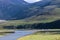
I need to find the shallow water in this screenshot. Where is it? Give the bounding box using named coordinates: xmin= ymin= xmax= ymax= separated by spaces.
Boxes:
xmin=0 ymin=30 xmax=34 ymax=40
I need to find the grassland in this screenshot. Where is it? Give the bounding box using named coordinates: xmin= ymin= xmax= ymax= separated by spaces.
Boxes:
xmin=17 ymin=32 xmax=60 ymax=40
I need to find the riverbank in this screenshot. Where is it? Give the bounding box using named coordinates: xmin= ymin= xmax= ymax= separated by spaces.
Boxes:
xmin=17 ymin=32 xmax=60 ymax=40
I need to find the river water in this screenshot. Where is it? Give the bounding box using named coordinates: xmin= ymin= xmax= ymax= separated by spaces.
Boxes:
xmin=0 ymin=30 xmax=34 ymax=40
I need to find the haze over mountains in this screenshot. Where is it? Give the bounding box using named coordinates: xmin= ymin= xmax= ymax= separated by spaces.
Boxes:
xmin=0 ymin=0 xmax=60 ymax=20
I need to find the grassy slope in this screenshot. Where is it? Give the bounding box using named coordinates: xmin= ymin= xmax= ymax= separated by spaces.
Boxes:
xmin=17 ymin=33 xmax=60 ymax=40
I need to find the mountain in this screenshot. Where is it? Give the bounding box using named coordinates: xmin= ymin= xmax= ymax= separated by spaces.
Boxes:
xmin=0 ymin=0 xmax=60 ymax=21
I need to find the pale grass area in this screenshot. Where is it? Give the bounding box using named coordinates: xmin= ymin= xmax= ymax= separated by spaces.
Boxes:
xmin=17 ymin=34 xmax=60 ymax=40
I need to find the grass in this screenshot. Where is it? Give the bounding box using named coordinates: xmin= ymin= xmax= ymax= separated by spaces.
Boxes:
xmin=17 ymin=32 xmax=60 ymax=40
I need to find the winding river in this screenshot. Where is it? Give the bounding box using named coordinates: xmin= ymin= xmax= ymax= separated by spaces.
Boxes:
xmin=0 ymin=30 xmax=35 ymax=40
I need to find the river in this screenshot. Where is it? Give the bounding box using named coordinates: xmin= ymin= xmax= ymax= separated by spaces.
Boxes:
xmin=0 ymin=30 xmax=34 ymax=40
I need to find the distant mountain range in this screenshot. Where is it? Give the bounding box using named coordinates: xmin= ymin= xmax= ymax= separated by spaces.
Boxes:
xmin=0 ymin=0 xmax=60 ymax=20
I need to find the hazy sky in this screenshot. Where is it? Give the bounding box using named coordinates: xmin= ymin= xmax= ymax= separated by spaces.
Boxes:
xmin=24 ymin=0 xmax=41 ymax=3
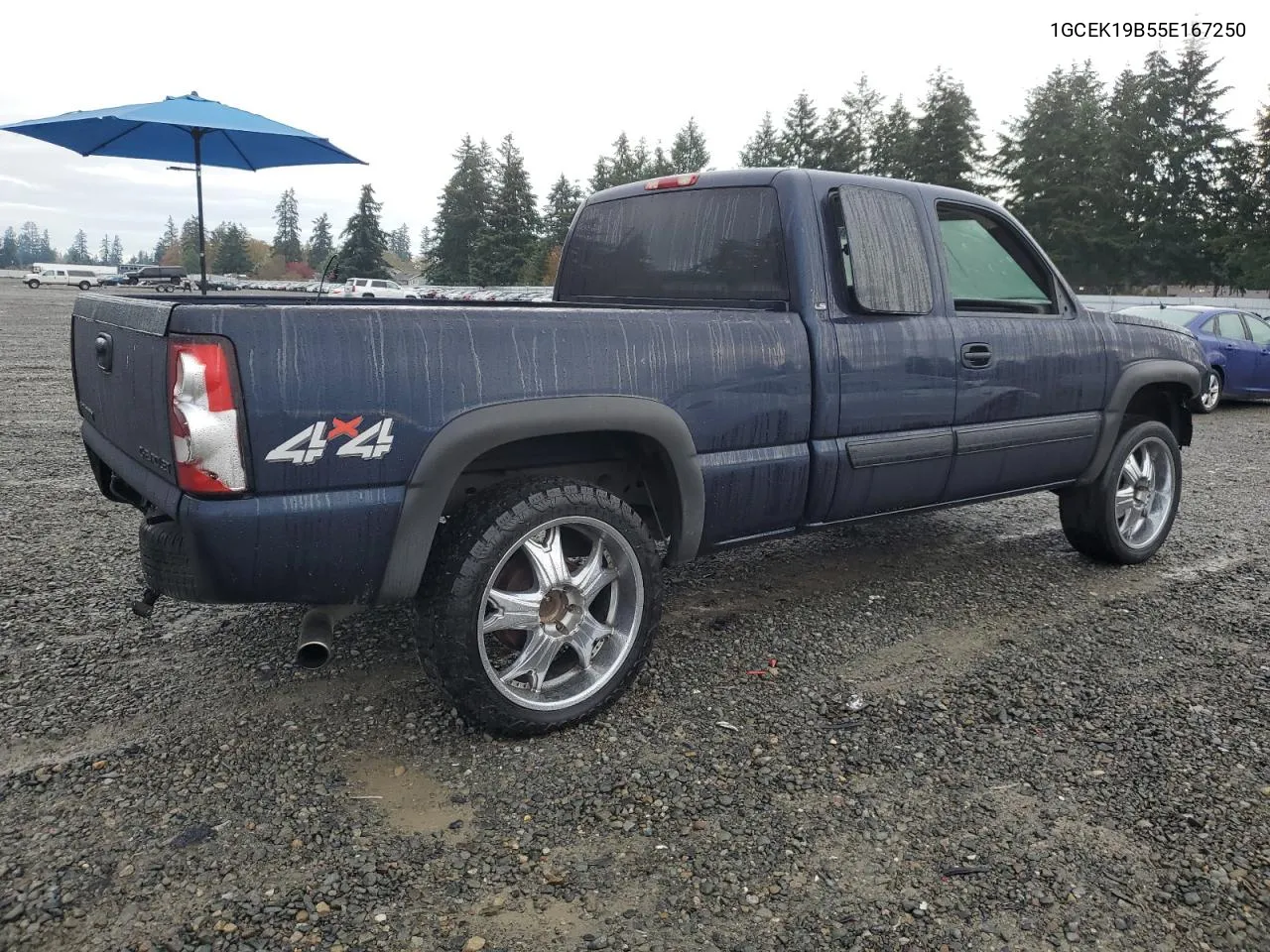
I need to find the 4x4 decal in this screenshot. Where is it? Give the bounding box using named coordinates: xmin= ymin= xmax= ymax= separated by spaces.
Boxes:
xmin=264 ymin=416 xmax=393 ymax=466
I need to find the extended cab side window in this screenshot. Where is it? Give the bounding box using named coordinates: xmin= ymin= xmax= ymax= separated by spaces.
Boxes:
xmin=938 ymin=202 xmax=1061 ymax=314
xmin=830 ymin=185 xmax=935 ymax=314
xmin=558 ymin=185 xmax=790 ymax=303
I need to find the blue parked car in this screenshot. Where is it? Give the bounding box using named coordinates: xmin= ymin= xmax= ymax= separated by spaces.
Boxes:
xmin=1117 ymin=304 xmax=1270 ymax=414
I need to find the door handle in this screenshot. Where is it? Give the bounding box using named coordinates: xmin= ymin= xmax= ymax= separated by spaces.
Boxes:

**Direction:** Find every line in the items above that contains the word "water", and copy each of those lines out in full.

**Result:**
I need to find the shallow water in this screenshot. Where is it? Give the bounding box using named coordinates: xmin= ymin= xmax= ymax= separated by spaces.
I need to find the river water in this screenshot. Where is it? Give the bounding box using named coordinates: xmin= ymin= xmax= ymax= separated by spaces.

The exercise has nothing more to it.